Exercise material >>
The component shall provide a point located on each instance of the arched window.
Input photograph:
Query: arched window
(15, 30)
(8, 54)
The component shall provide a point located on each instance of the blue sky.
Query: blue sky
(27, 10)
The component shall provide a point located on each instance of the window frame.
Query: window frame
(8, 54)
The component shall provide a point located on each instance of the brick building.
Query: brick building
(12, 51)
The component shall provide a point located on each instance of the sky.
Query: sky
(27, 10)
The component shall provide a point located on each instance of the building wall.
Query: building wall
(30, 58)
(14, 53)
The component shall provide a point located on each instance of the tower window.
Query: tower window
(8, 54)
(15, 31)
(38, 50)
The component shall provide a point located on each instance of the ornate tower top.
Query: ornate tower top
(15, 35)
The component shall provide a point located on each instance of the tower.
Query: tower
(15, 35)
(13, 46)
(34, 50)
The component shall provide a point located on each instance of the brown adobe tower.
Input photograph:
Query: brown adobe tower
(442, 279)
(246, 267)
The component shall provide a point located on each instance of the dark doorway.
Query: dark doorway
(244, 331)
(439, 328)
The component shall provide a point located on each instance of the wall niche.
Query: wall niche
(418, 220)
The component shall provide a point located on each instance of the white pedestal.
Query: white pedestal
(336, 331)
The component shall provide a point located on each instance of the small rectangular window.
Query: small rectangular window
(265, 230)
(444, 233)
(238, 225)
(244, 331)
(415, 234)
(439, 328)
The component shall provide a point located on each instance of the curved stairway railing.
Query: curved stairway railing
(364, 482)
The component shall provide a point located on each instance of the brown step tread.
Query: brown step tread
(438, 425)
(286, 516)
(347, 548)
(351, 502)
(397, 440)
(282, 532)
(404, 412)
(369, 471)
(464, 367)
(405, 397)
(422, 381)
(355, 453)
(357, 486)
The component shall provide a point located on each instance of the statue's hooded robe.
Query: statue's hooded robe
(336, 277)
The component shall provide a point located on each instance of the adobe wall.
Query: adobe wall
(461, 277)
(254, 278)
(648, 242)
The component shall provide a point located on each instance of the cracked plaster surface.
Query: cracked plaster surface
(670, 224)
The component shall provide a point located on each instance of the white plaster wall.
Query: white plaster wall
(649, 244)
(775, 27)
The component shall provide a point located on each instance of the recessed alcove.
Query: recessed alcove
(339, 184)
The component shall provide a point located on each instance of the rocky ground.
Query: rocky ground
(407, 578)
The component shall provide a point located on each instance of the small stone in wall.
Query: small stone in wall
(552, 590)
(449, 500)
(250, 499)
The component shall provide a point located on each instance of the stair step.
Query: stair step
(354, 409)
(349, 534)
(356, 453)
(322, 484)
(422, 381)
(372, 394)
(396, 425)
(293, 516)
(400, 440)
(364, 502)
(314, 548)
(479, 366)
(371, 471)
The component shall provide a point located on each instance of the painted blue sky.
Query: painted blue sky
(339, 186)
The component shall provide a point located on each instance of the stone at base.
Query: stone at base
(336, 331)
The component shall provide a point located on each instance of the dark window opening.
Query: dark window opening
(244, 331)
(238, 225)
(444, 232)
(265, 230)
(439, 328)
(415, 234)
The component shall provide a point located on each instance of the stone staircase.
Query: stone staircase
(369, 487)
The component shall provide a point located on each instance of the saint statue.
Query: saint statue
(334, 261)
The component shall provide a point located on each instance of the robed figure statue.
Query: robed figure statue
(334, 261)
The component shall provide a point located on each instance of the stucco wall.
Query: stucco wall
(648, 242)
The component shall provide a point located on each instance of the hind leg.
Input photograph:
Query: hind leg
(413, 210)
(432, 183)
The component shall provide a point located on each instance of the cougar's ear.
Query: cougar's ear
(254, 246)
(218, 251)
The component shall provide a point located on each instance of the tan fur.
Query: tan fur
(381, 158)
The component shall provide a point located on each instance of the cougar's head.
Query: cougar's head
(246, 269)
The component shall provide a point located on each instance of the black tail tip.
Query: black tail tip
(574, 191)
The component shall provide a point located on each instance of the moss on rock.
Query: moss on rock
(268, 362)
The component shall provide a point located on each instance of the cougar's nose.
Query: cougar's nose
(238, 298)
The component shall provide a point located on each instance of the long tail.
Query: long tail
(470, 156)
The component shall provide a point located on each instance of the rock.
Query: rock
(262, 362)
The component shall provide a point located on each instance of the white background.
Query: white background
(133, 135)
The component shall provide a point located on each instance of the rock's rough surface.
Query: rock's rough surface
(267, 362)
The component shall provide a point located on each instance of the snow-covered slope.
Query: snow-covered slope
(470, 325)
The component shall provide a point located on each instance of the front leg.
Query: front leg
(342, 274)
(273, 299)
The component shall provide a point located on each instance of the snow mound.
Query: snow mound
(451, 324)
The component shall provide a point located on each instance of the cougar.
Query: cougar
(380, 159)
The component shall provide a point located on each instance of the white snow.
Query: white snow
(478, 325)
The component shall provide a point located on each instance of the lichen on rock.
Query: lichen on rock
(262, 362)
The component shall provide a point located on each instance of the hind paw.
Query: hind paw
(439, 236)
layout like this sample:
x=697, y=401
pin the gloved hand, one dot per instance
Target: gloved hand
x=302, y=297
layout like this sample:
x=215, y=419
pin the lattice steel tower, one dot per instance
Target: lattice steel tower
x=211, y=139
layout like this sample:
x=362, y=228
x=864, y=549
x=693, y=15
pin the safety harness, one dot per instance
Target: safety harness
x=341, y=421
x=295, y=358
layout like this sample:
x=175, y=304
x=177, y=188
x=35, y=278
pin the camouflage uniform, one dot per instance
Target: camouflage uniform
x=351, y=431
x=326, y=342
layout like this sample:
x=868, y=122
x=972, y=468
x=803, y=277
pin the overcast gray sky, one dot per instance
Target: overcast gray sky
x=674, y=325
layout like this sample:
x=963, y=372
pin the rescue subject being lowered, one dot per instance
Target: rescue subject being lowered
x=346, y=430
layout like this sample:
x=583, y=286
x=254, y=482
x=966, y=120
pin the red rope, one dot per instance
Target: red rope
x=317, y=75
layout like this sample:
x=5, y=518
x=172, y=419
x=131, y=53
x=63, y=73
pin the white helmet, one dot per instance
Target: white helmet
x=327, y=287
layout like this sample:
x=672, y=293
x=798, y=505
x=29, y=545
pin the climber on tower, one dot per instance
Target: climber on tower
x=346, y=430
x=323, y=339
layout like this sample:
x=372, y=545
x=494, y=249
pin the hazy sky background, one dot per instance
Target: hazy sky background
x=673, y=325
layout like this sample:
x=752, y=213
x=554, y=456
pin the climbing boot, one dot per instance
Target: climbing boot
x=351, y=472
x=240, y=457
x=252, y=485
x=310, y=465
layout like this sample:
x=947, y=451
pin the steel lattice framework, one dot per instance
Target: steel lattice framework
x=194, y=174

The task >> Repeat all the data, every line exactly.

Answer box >>
The component shall provide a point located on each instance of the arched window.
Input photograph:
Query: arched window
(15, 30)
(8, 54)
The component shall provide a point located on each instance of the blue sky.
Query: blue sky
(27, 10)
The component shall provide a point located on each instance of the window frame.
Query: window frame
(8, 54)
The component shall provide a point located on each instance of the brick building.
Query: brick building
(12, 51)
The component shall provide a point located on each instance of the sky.
Query: sky
(27, 10)
The component shall provide a point located on each instance of the building wall.
Query: building wall
(30, 58)
(14, 53)
The component shall provide a point located on each instance of the tower window.
Query: tower window
(8, 54)
(15, 31)
(38, 50)
The component shall provide a point located on each instance of the ornate tower top.
Query: ornate tower top
(15, 35)
The component shall provide a point located on each instance of the tower.
Query: tower
(15, 35)
(13, 46)
(34, 50)
The component shall provide a point located on each instance of the brown adobe tower.
Input photograph:
Query: brown adobe tower
(442, 279)
(246, 267)
The component shall provide a point located on each instance of the dark doorway.
Query: dark doorway
(244, 331)
(439, 328)
The component shall provide a point located on each instance of the wall niche.
Query: wall niche
(418, 220)
The component shall provide a point located on each instance of the white pedestal.
Query: white pedestal
(336, 331)
The component shall provide a point located on each instance of the small rectangular window.
Query: small rectangular window
(265, 230)
(444, 233)
(238, 225)
(244, 331)
(415, 234)
(439, 328)
The component shall provide a point located on each instance of the curved stairway railing.
Query: curved stairway railing
(364, 482)
The component shall provide a point located on each instance of the brown step tread.
Query: brown step tread
(438, 425)
(286, 516)
(347, 548)
(351, 502)
(397, 440)
(282, 532)
(404, 412)
(369, 471)
(464, 367)
(405, 397)
(422, 381)
(355, 453)
(357, 486)
The component shall provide a point located on each instance of the statue's hooded robe.
Query: statue's hooded robe
(336, 277)
The component shall provide a point located on each instance of the adobe wall.
Query: adobe wall
(461, 277)
(254, 278)
(648, 242)
The component shall provide a point located on each instance of the cracked plaster surface.
Query: cracked plaster surface
(670, 224)
The component shall provide a point located on each instance of the white plaster wall.
Query: white plaster wall
(649, 244)
(775, 27)
The component shall provide a point located on each instance of the recessed alcove.
Query: recessed alcove
(339, 184)
The component shall provide a point located on each instance of the rocky ground.
Query: rocky ground
(407, 578)
The component shall provide a point located on each instance of the small stone in wall.
Query: small stone in wall
(552, 590)
(449, 500)
(250, 499)
The component shall provide a point located on each instance of the stair step.
Query: stair step
(354, 409)
(349, 534)
(356, 453)
(322, 484)
(422, 381)
(372, 394)
(396, 425)
(293, 516)
(400, 440)
(364, 502)
(314, 548)
(479, 366)
(371, 471)
The component shall provide a point located on each instance of the painted blue sky.
Query: painted blue sky
(339, 186)
The component shall provide a point located on each instance of the stone at base.
Query: stone at base
(336, 331)
The component shall provide a point located on each instance of the dark window opening.
Query: dark window opening
(244, 331)
(238, 225)
(444, 232)
(265, 230)
(439, 328)
(415, 234)
The component shall provide a point located on each instance of the stone staircase.
Query: stone staircase
(369, 487)
The component shall provide a point located on each instance of the saint statue.
Query: saint statue
(334, 261)
The component shall provide a point located on each instance of the robed figure statue.
Query: robed figure statue
(334, 261)
The component shall provide a point located on each instance of the stucco wall.
Query: stucco wall
(648, 242)
The component shall provide a point located on each instance of the hind leg.
Input photograph:
Query: hind leg
(413, 210)
(432, 183)
The component shall provide a point located on each instance of the cougar's ear.
Query: cougar's ear
(254, 246)
(218, 251)
The component shall provide a point located on each instance of the tan fur.
Query: tan fur
(381, 158)
The component shall provide a point located on each instance of the cougar's head.
Query: cougar's head
(246, 269)
The component shall provide a point located on each instance of the black tail tip.
Query: black tail tip
(574, 191)
The component shall provide a point located on each instance of the moss on rock.
Query: moss on rock
(268, 362)
The component shall provide a point located on each instance of the cougar's nose.
Query: cougar's nose
(238, 298)
The component shall provide a point located on each instance of the long tail.
Query: long tail
(470, 156)
The component shall provide a point located on each instance of the rock.
Query: rock
(262, 362)
The component shall provide a point located on each instance of the white background.
Query: white background
(133, 135)
The component shall provide a point located on each instance of the rock's rough surface.
Query: rock's rough surface
(267, 362)
The component shall provide a point located on each instance of the snow-covered slope.
Query: snow-covered slope
(470, 325)
The component shall provide a point located on each instance of the front leg.
Query: front leg
(342, 274)
(273, 299)
The component shall provide a point located on each instance of the snow mound.
Query: snow mound
(451, 324)
The component shall provide a point located on each instance of the cougar.
Query: cougar
(380, 159)
The component shall provide a point located on each instance of the white snow.
Query: white snow
(478, 325)
The component shall provide a point located on each instance of the lichen on rock.
Query: lichen on rock
(262, 362)
The component shall provide a point located on each instance of the hind paw.
Query: hind paw
(439, 236)
layout like this sample:
x=697, y=401
pin the gloved hand, one dot per instance
Target: gloved hand
x=302, y=297
layout like this sample:
x=215, y=419
pin the lattice steel tower, one dot per instance
Target: lattice steel tower
x=211, y=139
layout like this sample:
x=362, y=228
x=864, y=549
x=693, y=15
pin the safety harness, one dot per instance
Target: safety harness
x=341, y=421
x=295, y=358
layout like this sample:
x=175, y=304
x=177, y=188
x=35, y=278
pin the camouflage uniform, one dot per instance
Target: camouflage uniform
x=351, y=431
x=326, y=342
layout like this sample:
x=868, y=122
x=972, y=468
x=803, y=277
pin the overcast gray sky, one dot per instance
Target: overcast gray sky
x=674, y=325
layout like this sample:
x=963, y=372
pin the rescue subject being lowered, one dot per instance
Target: rescue subject being lowered
x=346, y=430
layout like this sample:
x=583, y=286
x=254, y=482
x=966, y=120
pin the red rope, one dot per instance
Target: red rope
x=317, y=75
layout like this sample:
x=5, y=518
x=172, y=419
x=131, y=53
x=63, y=73
pin the white helmet, one dot per instance
Target: white helmet
x=327, y=287
layout like this sample:
x=672, y=293
x=798, y=505
x=29, y=545
pin the climber on tower, one dot per instance
Target: climber on tower
x=346, y=430
x=323, y=339
layout like this sample:
x=372, y=545
x=494, y=249
pin the hazy sky background, one dot per instance
Target: hazy sky background
x=673, y=325
layout like this sample:
x=752, y=213
x=554, y=456
pin the climbing boot, one dot per instance
Target: climbing boot
x=351, y=472
x=240, y=457
x=252, y=485
x=310, y=465
layout like this sample:
x=947, y=451
pin the steel lattice framework, one dot per instance
Target: steel lattice framework
x=194, y=174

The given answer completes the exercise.